What to do:
a – Summarize the review of Leave the World Behind in two sentences.
b – In the Leave the World Behind review, what sitcom is the younger daughter obsessed with?
c – Continue the Leave the World Behind review, picking up after its last sentence.

Extracted text:

Slouching toward mayhem

Leave the World Behind is a post-post-modern apocalypse for our times

By Zach Hagadone
Reader Staff

By their nature, apocalypse movies are unsubtle. Regardless of the trappings, every film in the genre follows the same basic narrative arc: one day things are normal, the next day things change, then keep changing with increasing intensity until everything changes, and all for the worse. The only space for creativity is with the personalities and context of the characters, and the specific extremities they must endure. 

In the new Netflix streamer Leave the World Behind, released on the platform Dec. 8, those personalities are almost universally unlikeable, the context is insufferably bougie, and the extremities are as vague and quotidian as they are maddening and, ultimately, world-ending.

All that is to say, Leave the World Behind is a disaster movie that could only work during this particular time, freighted as it is with radical wealth disparity, misguided tech messianism, fractured (or nonexistent) social connections, and a general feeling of cultural and political helplessness.

Screenshot from the film. Courtesy image.

Here’s the setup: A couple of clearly quite well off white New Yorkers Amanda (Julia Roberts) and Clay (Ethan Hawke) decide on a whim to shrug off what passes for the pressures of their life in a tony neighborhood of Brooklyn and take the kids on a quick getaway to a vacation rental house in “the country.” 

Almost immediately, the audience is clued into the fact that Amanda is galaxy-class narcissist and misanthrope, as she gives her husband the reason for packing up their stuff and leaving the world behind, as it were: “I fucking hate people.”

Amanda is some kind of P.R. and marketing person and Clay is an English and media studies professor. Their kids are mostly cardboard cutouts: the son is a standard-issue teenage screen junkie and the younger daughter is obsessed with the sitcom Friends, which she watches like it’s her job, and is anxiously nearing the finale that occurred in real life about six years before she was born. (You know, because she lacks any real human connection and Friends “makes me happy.”)

Their rural escape turns out to be a palatial home on Long Island, outfitted with all the ultra-techno conveniences of someone who is obviously even richer than they are, and they settle in for a few blissful days of being generally useless in someone else’s nicer house. (Sound familiar?)

The first sign of ominous things to come arrives when they spot a crusty looking local (played with side-eyed menace by Kevin Bacon) at the grocery store as he loads up his truck with cases of bottled water and other cliched “survival stuff.”

Amanda and Clay — the Sandfords — shrug it off, as they also shrug off an enormous oil tanker that soon after runs aground on the beach where they’ve decided to sit around, also being useless, for the afternoon. The funny bit here is that their daughter notices the ship approaching for more than an hour before it becomes clear that its navigation software is leading it on a slow-motion collision course with the spot where they’ve spread out their towels. It isn’t until the thing is almost upon them that they think it might be time to pack up and leave.

Provided information:

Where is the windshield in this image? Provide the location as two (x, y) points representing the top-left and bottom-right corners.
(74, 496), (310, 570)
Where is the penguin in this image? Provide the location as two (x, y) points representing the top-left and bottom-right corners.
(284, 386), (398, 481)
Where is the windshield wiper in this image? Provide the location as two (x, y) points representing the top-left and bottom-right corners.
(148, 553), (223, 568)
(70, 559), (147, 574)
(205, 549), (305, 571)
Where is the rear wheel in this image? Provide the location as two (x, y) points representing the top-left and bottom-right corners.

Responses to the tasks:
a – The review calls Leave the World Behind, released on Netflix on Dec. 8, a disaster movie with almost universally unlikeable characters and an insufferably bougie setting, one that could only work in a time of radical wealth disparity, misguided tech messianism, fractured social connections, and cultural and political helplessness. In its setup, wealthy Brooklyn couple Amanda and Clay take their kids to a palatial Long Island rental, where they shrug off ominous signs such as a local loading his truck with bottled water and an oil tanker running aground on the beach where they sit.

b – Friends.

c –
That’s the first major event that indicates something has gone very wrong. The second major event is when the owner of the house in which they’re staying shows up with his daughter in the middle of the night, tells the Sandfords that the city is experiencing a blackout and can they please stay the night.

Amanda, being the wretched creature that she is, immediately doubts the man, who introduces himself as G.H. Scott (Mahershala Ali), and his 20-something daughter, Ruth (Myha’la), are really the homeowners because, despite the fact that G.H. is wearing a tux and Ruth is decked out in an elegant-yet-hip party dress, they’re Black. 

Clay, meanwhile, welcomes them in with an apparent gesture of hospitality; but, of course, it’s their home. His display of “we’re-all-cool-bro” geniality is even more insidious than Amanda’s blatant racism, as it illustrates how easily he has slipped into the idea that he’s the one in the position of power. 

It’s in these constant microaggressions that Leave the World Behind shines as a disaster movie.

Meanwhile, things go from bad to worse, as the cell service goes down, then the smart TV. That’s the last straw, and the Sandfords venture out into the much-changed world only to scurry back to G.H.’s house.

What follows is mounting uncertainty about what’s happening — cyber attack, terrorist attack, inside job? It’s every conspiracy theory come to life, and G.H. knows a lot more about it than his increasingly unwelcome guests.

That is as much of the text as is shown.